AIM OF THE EXERCISE ->
Reproduce verbatim the lines of the records, starting with the line that contains "any arched window?" and going on through the line that contains "[75, 197, 81, 231]", both included.

/---

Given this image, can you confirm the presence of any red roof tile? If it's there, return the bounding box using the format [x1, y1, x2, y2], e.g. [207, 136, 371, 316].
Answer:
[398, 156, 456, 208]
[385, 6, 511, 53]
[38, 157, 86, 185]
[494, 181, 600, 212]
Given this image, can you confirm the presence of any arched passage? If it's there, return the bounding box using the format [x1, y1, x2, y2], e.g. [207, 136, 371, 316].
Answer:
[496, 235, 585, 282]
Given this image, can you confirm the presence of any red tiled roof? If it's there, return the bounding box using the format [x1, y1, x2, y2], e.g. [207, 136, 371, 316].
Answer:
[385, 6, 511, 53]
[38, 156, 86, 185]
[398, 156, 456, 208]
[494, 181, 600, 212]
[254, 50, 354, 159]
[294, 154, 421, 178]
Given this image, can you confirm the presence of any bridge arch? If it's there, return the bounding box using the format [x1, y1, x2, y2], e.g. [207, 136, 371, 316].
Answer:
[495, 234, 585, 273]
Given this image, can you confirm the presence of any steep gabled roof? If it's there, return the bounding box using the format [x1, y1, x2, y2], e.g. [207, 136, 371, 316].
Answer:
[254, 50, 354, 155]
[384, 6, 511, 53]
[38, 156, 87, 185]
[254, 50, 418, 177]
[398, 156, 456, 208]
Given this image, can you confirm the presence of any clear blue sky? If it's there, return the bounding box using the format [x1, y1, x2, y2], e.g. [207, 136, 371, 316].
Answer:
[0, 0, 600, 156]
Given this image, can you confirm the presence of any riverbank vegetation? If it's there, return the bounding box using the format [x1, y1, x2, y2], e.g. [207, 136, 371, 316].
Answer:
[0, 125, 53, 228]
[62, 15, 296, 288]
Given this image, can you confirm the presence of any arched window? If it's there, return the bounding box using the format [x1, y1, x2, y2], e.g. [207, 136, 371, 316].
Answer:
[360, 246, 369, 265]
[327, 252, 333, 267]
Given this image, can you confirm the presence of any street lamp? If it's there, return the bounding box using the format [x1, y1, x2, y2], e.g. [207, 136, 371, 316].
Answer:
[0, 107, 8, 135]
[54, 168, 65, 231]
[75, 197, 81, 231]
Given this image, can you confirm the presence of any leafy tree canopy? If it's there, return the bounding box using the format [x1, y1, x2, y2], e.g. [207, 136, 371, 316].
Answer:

\---

COMPLETE ANSWER ->
Given this image, can you confirm the presence of any arched window? If it's there, return the bounding box using the format [x1, y1, x2, y2], e.g. [207, 136, 371, 316].
Answer:
[360, 246, 369, 265]
[327, 252, 333, 267]
Given this image, can you confirm the presence of any street lamp? If it's there, return the bounding box using the format [x1, y1, x2, y2], e.g. [207, 136, 371, 316].
Answer:
[0, 107, 8, 135]
[54, 168, 65, 231]
[75, 197, 81, 231]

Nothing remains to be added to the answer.